What you need to do: Return, word for word, the part of the livestock production text starting with "Unfortunately, an estimated" and going on through "energy and labor.".

##### Text shown #####

Fast growing industry livestock production during the past three decades resulted in so-called livestock revolution. Also a rapid global expansion in production and consumption of animal products has accelerated this process of revolution. Such trend in livestock culture is driven by population and income growth coupled with urbanization. Cheap, often subsidized feed grain, cheap fuel and rapid technological change, particularly in poultry, pork and dairy production, have accelerated the sector’s growth to such an extent that it is expected to provide 50 percent of global agricultural output in value terms in the next ten years. Large-scale commercial production, based mostly on feed grain and often globally connected, has emerged to provide growing urban markets with produce.
Unfortunately, an estimated 70 percent of the world’s rural poor, whose livelihoods depend on livestock, have not benefited from this growth in the livestock sector. In fact, on the contrary, many have been and are being marginalized and excluded from the growing markets. In addition, extensive land-based livestock production is being challenged severely by the vagaries of climate change
However, other factors are now starting to contribute to slowing demand for livestock products, such as growing concerns for health, environmental and animal welfare issues and increasing prices for feed grains, water, energy and labor.

##### Dataset excerpts #####

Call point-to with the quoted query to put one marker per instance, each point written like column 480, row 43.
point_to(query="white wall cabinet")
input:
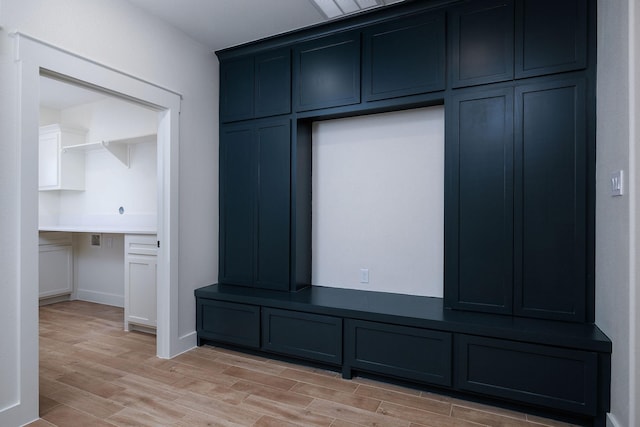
column 55, row 264
column 140, row 271
column 58, row 168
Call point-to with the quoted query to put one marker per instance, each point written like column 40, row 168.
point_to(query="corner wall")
column 616, row 231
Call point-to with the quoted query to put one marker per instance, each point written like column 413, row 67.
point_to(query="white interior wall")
column 120, row 36
column 99, row 271
column 616, row 232
column 378, row 202
column 108, row 183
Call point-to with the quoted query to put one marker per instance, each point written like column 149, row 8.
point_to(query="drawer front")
column 141, row 244
column 530, row 373
column 54, row 238
column 228, row 322
column 404, row 352
column 306, row 335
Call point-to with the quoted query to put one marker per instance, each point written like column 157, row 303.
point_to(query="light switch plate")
column 617, row 183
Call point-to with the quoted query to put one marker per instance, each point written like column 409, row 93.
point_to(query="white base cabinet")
column 55, row 264
column 140, row 273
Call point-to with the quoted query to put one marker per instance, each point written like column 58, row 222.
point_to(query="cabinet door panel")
column 237, row 199
column 482, row 43
column 274, row 145
column 479, row 205
column 551, row 36
column 236, row 89
column 534, row 374
column 327, row 72
column 273, row 83
column 228, row 322
column 551, row 205
column 405, row 57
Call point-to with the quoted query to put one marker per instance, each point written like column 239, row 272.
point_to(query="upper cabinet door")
column 404, row 57
column 327, row 72
column 253, row 87
column 481, row 43
column 551, row 36
column 236, row 89
column 273, row 83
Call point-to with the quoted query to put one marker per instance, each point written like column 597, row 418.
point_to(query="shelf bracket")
column 119, row 151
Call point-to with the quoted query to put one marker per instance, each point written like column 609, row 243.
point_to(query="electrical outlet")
column 364, row 275
column 96, row 240
column 617, row 183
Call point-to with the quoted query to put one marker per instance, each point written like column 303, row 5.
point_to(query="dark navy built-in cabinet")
column 517, row 80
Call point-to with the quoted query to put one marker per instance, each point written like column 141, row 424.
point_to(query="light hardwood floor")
column 92, row 373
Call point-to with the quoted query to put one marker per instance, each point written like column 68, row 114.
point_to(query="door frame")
column 34, row 57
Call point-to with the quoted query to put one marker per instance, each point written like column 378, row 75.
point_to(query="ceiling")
column 219, row 24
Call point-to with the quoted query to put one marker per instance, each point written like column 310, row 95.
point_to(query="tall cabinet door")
column 479, row 202
column 551, row 205
column 274, row 147
column 238, row 166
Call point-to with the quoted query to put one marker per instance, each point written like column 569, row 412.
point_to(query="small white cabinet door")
column 140, row 281
column 56, row 270
column 60, row 169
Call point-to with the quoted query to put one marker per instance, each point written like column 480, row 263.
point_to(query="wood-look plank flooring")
column 92, row 373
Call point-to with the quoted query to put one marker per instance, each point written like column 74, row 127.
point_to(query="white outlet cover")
column 617, row 183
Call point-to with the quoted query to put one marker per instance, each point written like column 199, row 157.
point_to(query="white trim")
column 31, row 56
column 100, row 297
column 612, row 421
column 633, row 220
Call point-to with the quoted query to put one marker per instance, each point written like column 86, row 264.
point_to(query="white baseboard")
column 612, row 421
column 100, row 297
column 185, row 343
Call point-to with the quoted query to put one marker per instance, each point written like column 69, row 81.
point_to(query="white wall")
column 616, row 230
column 378, row 202
column 116, row 34
column 98, row 272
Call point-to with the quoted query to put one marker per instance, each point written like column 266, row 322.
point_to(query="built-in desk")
column 559, row 368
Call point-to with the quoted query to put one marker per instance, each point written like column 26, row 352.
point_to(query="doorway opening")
column 98, row 189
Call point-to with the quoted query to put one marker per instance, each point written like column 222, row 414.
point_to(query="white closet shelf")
column 119, row 148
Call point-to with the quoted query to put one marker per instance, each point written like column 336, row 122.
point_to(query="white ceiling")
column 219, row 24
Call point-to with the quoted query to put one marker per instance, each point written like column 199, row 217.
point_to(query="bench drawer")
column 228, row 322
column 307, row 335
column 415, row 354
column 535, row 374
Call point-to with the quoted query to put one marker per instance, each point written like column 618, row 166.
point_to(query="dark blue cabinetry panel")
column 238, row 176
column 404, row 57
column 309, row 336
column 551, row 36
column 551, row 200
column 327, row 72
column 562, row 379
column 403, row 352
column 255, row 181
column 228, row 322
column 479, row 201
column 255, row 86
column 481, row 43
column 273, row 83
column 236, row 89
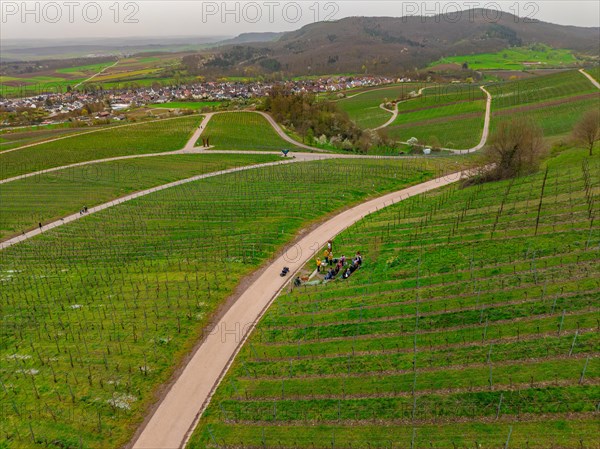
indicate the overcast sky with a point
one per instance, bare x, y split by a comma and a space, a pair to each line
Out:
81, 18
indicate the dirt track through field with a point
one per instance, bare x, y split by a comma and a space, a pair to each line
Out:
174, 419
590, 77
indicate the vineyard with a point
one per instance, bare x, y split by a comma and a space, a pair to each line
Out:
98, 313
363, 107
556, 102
154, 137
246, 131
473, 322
47, 197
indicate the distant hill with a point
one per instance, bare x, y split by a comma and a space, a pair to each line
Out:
246, 38
387, 45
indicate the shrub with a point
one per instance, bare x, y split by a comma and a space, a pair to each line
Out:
516, 148
587, 131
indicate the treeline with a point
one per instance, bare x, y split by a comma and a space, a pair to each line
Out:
320, 123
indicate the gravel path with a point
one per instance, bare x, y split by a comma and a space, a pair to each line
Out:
174, 419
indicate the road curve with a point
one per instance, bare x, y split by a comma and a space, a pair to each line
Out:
276, 127
174, 419
394, 112
590, 77
486, 128
392, 118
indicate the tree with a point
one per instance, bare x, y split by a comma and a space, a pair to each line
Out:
587, 130
516, 148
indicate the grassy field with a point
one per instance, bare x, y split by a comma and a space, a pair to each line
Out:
595, 72
47, 197
34, 134
363, 107
556, 102
97, 313
517, 58
243, 131
447, 116
540, 89
154, 137
473, 322
56, 81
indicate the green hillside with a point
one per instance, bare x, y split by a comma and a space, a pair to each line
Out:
473, 322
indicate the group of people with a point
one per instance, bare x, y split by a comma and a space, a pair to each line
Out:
337, 265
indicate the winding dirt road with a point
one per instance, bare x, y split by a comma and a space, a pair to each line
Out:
174, 419
486, 128
70, 218
590, 77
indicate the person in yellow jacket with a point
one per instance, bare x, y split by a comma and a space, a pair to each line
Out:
325, 255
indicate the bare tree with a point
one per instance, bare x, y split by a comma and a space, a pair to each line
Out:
516, 148
587, 130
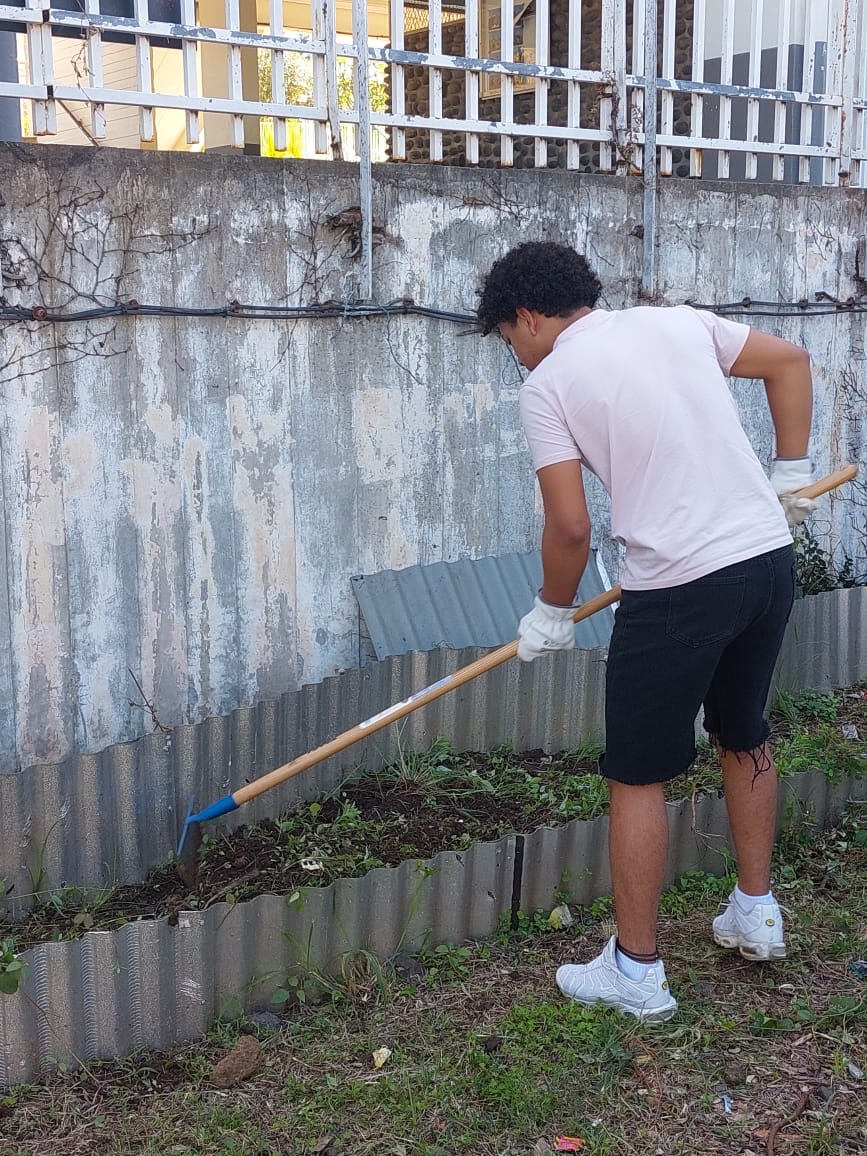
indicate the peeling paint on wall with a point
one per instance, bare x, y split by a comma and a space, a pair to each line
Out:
187, 498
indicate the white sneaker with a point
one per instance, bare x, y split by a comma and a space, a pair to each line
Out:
757, 934
602, 982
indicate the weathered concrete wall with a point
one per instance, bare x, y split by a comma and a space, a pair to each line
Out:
186, 498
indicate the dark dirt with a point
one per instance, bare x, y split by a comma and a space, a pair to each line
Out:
386, 824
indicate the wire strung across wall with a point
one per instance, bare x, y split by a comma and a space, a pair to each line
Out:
824, 304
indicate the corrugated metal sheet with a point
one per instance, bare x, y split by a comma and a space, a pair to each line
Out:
97, 820
149, 985
572, 860
469, 602
825, 644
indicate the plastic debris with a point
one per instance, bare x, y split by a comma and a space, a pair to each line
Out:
561, 917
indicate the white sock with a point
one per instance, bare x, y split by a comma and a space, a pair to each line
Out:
747, 902
631, 968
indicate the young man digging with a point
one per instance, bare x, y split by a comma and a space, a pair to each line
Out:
638, 397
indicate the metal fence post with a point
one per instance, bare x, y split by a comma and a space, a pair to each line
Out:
843, 75
365, 179
650, 169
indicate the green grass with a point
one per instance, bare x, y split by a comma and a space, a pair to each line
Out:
487, 1058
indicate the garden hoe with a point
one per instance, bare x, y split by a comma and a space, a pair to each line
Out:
192, 836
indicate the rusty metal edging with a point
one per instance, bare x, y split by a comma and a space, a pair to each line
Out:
150, 985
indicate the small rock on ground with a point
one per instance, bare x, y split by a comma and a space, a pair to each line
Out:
244, 1060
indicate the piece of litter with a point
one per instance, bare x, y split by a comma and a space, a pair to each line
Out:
561, 917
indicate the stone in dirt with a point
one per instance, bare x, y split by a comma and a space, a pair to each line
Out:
244, 1060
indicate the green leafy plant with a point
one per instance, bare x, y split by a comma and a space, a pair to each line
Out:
817, 570
12, 968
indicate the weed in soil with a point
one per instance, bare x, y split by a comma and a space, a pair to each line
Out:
487, 1058
424, 803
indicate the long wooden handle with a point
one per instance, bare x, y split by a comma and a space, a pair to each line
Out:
829, 482
465, 674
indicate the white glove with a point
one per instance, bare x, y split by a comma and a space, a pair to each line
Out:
546, 628
787, 475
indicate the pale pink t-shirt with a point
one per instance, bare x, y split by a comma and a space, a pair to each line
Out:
641, 399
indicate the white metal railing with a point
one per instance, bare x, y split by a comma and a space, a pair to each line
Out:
772, 90
765, 89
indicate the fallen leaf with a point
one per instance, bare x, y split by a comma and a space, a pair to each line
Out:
561, 917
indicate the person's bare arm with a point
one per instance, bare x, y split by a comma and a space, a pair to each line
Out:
785, 370
565, 538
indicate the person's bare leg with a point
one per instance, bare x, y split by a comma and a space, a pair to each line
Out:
750, 785
638, 849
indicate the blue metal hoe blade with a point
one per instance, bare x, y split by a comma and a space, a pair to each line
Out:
221, 807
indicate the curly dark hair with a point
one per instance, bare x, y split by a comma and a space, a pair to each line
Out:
551, 279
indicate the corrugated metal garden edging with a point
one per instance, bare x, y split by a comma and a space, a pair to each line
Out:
153, 985
105, 819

#####

Exercise response:
Unfortunately, an estimated 70 percent of the world’s rural poor, whose livelihoods depend on livestock, have not benefited from this growth in the livestock sector. In fact, on the contrary, many have been and are being marginalized and excluded from the growing markets. In addition, extensive land-based livestock production is being challenged severely by the vagaries of climate change
However, other factors are now starting to contribute to slowing demand for livestock products, such as growing concerns for health, environmental and animal welfare issues and increasing prices for feed grains, water, energy and labor.